§ Position annotation records:
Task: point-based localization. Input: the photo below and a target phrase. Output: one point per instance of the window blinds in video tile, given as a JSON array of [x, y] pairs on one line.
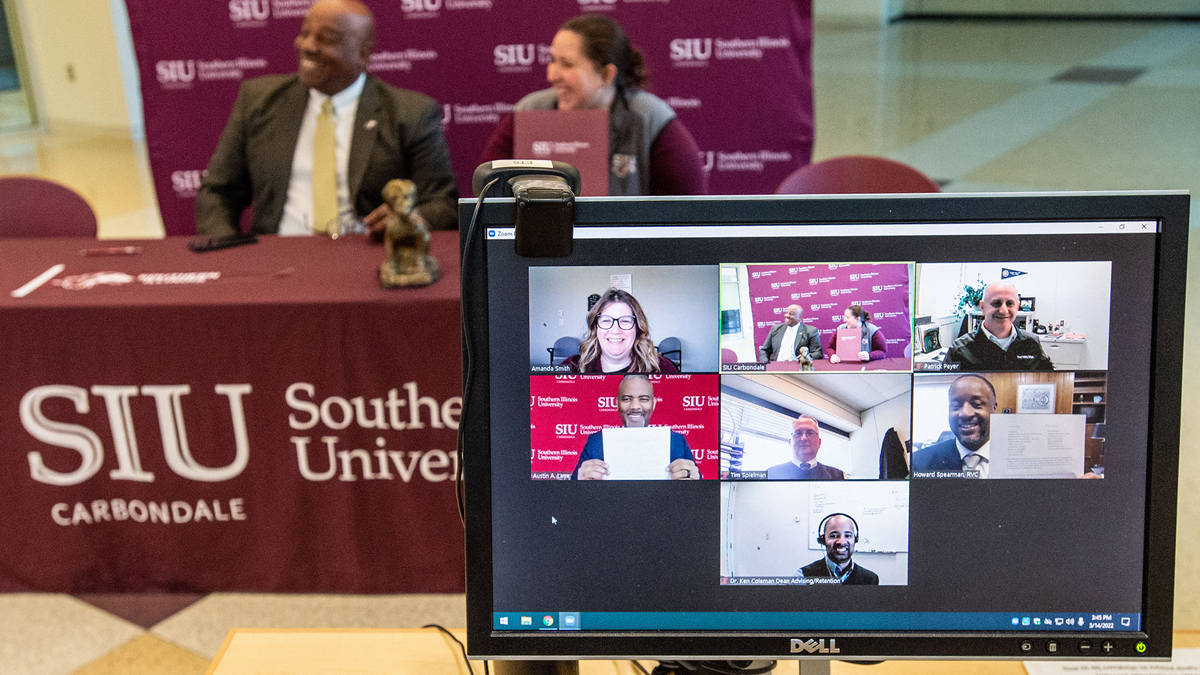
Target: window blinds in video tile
[[1035, 339], [814, 533]]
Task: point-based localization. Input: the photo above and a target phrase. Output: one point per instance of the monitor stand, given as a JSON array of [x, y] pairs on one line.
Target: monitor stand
[[535, 667], [807, 667]]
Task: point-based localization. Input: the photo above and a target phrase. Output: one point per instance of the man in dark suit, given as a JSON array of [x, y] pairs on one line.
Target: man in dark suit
[[635, 405], [972, 400], [289, 136], [785, 340], [804, 465], [839, 533], [999, 344]]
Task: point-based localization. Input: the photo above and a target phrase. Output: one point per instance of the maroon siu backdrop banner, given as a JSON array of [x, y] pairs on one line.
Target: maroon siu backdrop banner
[[825, 291], [564, 410], [741, 81]]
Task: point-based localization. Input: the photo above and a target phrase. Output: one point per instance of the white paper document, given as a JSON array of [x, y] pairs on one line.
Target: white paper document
[[1037, 446], [1182, 661], [637, 454]]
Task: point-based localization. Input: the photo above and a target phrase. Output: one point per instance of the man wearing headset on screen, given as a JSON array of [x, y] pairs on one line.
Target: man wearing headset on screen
[[785, 340], [838, 533]]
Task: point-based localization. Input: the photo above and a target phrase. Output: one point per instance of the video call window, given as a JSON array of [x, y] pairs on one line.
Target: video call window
[[1003, 425], [815, 533], [635, 318], [816, 316], [1054, 316], [815, 426], [623, 428]]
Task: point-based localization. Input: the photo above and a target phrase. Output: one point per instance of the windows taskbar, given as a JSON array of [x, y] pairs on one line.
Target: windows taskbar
[[814, 621]]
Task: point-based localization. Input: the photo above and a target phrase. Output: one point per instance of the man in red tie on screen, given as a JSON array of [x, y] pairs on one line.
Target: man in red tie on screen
[[312, 150]]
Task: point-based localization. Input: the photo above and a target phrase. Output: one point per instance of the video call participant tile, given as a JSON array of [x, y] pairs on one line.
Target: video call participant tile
[[624, 428], [1001, 317], [805, 316], [815, 426], [629, 318]]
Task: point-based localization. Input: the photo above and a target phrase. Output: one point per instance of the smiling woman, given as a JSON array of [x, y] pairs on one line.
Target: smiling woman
[[618, 339], [334, 45]]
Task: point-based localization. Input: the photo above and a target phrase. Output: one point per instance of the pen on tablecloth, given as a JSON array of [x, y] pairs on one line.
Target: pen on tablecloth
[[112, 251], [39, 280]]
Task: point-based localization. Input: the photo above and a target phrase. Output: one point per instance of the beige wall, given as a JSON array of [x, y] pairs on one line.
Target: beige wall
[[81, 33], [1189, 7], [76, 34]]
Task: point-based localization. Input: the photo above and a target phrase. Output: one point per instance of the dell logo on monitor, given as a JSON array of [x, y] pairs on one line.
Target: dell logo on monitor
[[815, 646]]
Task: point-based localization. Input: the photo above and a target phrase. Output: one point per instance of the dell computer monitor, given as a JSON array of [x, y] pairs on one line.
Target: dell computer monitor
[[857, 428]]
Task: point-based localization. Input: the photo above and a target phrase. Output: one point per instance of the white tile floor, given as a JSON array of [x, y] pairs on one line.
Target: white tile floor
[[967, 102]]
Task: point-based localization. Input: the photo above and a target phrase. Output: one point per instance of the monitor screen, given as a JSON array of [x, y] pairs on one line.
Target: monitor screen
[[843, 428]]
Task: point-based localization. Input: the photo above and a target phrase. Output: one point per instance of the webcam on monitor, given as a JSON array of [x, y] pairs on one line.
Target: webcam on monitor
[[544, 193]]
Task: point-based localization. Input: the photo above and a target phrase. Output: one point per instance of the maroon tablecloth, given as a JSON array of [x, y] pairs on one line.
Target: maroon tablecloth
[[261, 418]]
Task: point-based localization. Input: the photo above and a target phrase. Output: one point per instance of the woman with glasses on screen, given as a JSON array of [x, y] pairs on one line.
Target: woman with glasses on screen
[[594, 66], [873, 345], [618, 339]]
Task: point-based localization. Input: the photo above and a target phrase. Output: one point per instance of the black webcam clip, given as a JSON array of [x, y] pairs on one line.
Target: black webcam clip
[[545, 203]]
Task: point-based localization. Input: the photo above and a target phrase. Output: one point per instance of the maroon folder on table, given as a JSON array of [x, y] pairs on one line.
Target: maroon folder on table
[[850, 344], [576, 137]]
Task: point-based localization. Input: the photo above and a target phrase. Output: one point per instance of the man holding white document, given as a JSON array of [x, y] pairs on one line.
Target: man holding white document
[[1001, 446], [636, 451]]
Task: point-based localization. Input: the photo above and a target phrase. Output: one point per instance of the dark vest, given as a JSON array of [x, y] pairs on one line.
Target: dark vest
[[634, 124]]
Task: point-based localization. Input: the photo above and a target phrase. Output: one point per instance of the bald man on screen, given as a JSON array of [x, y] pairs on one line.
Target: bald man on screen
[[999, 345]]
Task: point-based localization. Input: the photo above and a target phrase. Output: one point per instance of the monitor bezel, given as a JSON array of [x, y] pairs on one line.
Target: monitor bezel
[[1169, 208]]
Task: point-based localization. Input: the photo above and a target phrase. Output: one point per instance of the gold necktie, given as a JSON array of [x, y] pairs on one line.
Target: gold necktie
[[324, 173]]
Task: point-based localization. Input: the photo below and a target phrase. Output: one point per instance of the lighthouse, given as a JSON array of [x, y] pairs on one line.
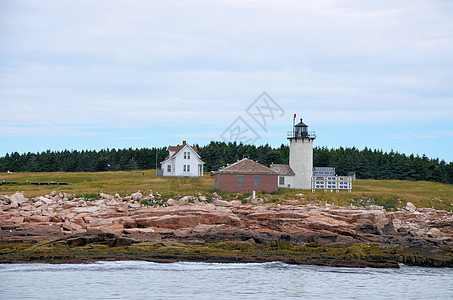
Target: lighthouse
[[301, 155]]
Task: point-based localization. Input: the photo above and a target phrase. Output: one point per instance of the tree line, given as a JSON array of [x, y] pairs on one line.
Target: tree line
[[367, 163]]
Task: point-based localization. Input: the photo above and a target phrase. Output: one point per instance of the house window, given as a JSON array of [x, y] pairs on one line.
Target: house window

§ TASK OBJECTIVE:
Return the entire listing above line for line, without altering any wording, and leave out the pictures.

§ EXERCISE RESULT:
Task: point-based localization. Input: the photo below and a target phrase. Output: one point per instance of the window blinds in video tile, given as a JSON array of [x, y] pairs on one line.
Target: window blinds in video tile
[[1035, 339], [814, 533]]
Task: point-based localization. Input: the photo above and a target phrase. Output: one point per instance of the monitor stand, given as a JSON array of [x, y] pairs on one line.
Target: monitor stand
[[535, 667], [807, 667]]
Task: point-based localization. Input: the photo above and a target phrase. Output: one point per instance of the man in dark suit, given as a JSON array of [x, y] pairs on one line.
Target: man in dark suit
[[635, 405], [972, 400], [289, 136], [785, 340], [804, 465], [839, 533], [999, 344]]
Task: point-based localization. Input: the photo above and a target phrase. Output: one point per instance of the maroon siu backdrop banner, given as a JSON array of [x, y] pairs on one line.
Target: maroon siu backdrop banner
[[825, 291], [564, 410], [741, 81]]
Task: point-based localization. Input: the photo above and a target phrase. Output: one point per instance of the white paper document, given as a JSON array of [x, y] pairs on one line.
Target: white paper document
[[1037, 446], [1182, 661], [637, 454]]
Task: point-based localization. Input: the photo above and a target phrase. Output: one point per instance of the man wearing headset on screen, given as a JSON array of [x, y] pairs on one line.
Target: man wearing headset on screen
[[785, 340], [838, 533]]
Task: point-based localization. Input: the photo above and a target phrase. Output: one point per instance of the video call window, given as a JSON array of [x, y] pairs on one line.
Target: video call window
[[1003, 425], [815, 533], [635, 318], [816, 316], [1054, 316], [815, 426], [623, 428]]
Task: point-based localization. Input: the photo above and a target phrase. Output: one point per instance of the windows taskbar, given as a JSON array of [x, y] pairs on one line.
Target: windows taskbar
[[814, 621]]
Task: point-based localization. Input: the photo above and a target phrase. Output: one point per instance of the man in red tie on screen, given as a JSON array of [x, y] pairs on one line.
Target: man in red tie on screen
[[312, 150]]
Task: point-based localization. Input: the photo above and a target phrase. Output: one point per instance of the video call participant tile, given as a JSON array of [x, y] pairs on one line.
Target: video call participant tile
[[624, 428], [1001, 317], [805, 316], [815, 426], [629, 318]]
Task: point-based localization. Input: the photo above and a target phrase. Output: one point per instance of the smiling woman, given as a JSON array of [x, y] pairs on one line.
Target: smiling woman
[[618, 339], [334, 45]]
Task: point-based localization. Input: the photo above and a target phrase. Output: one point per instance of the pen on tablecloth, given as a JSON array of [x, y] pairs on one line.
Target: pen on tablecloth
[[112, 251], [39, 280]]
Task: point-based localization. Input: the photo above and a target phrase. Output: one point per instance of the beige wall, given as a JSON array of [x, y] pairs on one line.
Target: beige wall
[[81, 33], [1189, 7], [76, 34]]
Task: point-based localization. Input: the photo above and a target phrase. Output: one point per instance of the dell logo on monitor, given as a JSON array of [x, y] pairs on one line.
Target: dell logo on monitor
[[815, 646]]
Task: point-based localization. Input: the photo above and a target phrase. Output: one point per instance of the dell computer monitor, given as a JSON array of [x, y] pairs on one line.
Target: dell computer monitor
[[857, 428]]
Task: point-based localization. Input: the photo above and a target phrase. Output: one point per instance of the white tile floor, given as a JSON array of [x, y] pairs on one line.
Target: white tile floor
[[967, 102]]
Task: point-based localization. Input: the photo above and a target phrase. Output: one point per instance of the monitor screen, given as a JSON array of [x, y] pairs on one line.
Target: monitor screen
[[843, 428]]
Task: point-based localization. Input: the photo above and a target phrase. Output: one point per instance of the webcam on monitor, given as a JSON array of [x, y] pairs on one line.
Target: webcam on monitor
[[544, 193]]
Task: point-based localization. Input: the photo above and a target phrase. Output: one point per instance of the maroon tablecloth, given as a JSON array of [x, y] pairs on one line.
Target: maroon tablecloth
[[261, 418]]
Task: point-based localization. Input: the photo above and a target phrase. Output: one point per instance of the woman with glasses on screen, given as a JSON array of [x, y] pairs on one line.
Target: woman with glasses on screen
[[594, 66], [873, 345], [618, 339]]
Task: point-based localization. Input: the photo above and a target phrase. Output: one point per instance of the black webcam clip, given as a JSON array of [x, y] pairs on one line.
Target: black webcam clip
[[545, 203]]
Task: point-based localization. Input: the photo above and a target phrase. Output: one point per instance of the maroon folder on table, given as a JSON array of [x, y] pairs on one line.
Target: maroon folder on table
[[850, 344], [576, 137]]
Task: point-based localization. Input: the photo above and a target phrase. Output: one point per instance of the man holding white document, given as a JSON array of [x, y] pairs on one line.
Target: man holding white document
[[1001, 446], [636, 451]]
Task: point-based localization. Input: the photo above and a target phrase. Output: one point per instance of the dark vest, given as a JSON array of [x, y] pairs on one line.
Target: dark vest
[[634, 124]]
Task: point-based localization. Input: the photo above and a target phrase. Output: one point per instance of the bald man on screen, given as a JSON array of [x, y] pairs on one line.
Target: bald man on screen
[[999, 345]]
Task: point-based localization. Input: the photo above and a target phrase. Output: one point per instance of the monitor bezel, given as a JSON array of [x, y] pairs on one line.
Target: monitor bezel
[[1169, 208]]
Task: point-based localization. Input: the photo above and a target phrase. Output: one point per instance of the gold necktie, given as a JSON array of [x, y] pairs on one line.
Target: gold necktie
[[324, 173]]
Task: point-based localization. Input: the photo below and a target phrase. Output: one point per instance of the lighthouse, given as a JSON array of [x, y] pairs on one line.
Target: lighthouse
[[301, 155]]
Task: point-based localization. Input: the photo above and a target phrase. Output: one point per instance of the tree line, given as a JSON array of [x, y] pairs on one line.
Target: tree line
[[367, 163]]
Task: point-based localization. Input: the photo above and a target phrase. Output: one point per instance of the house window, given as a JSON array of [x, y] pairs on one line.
Target: house window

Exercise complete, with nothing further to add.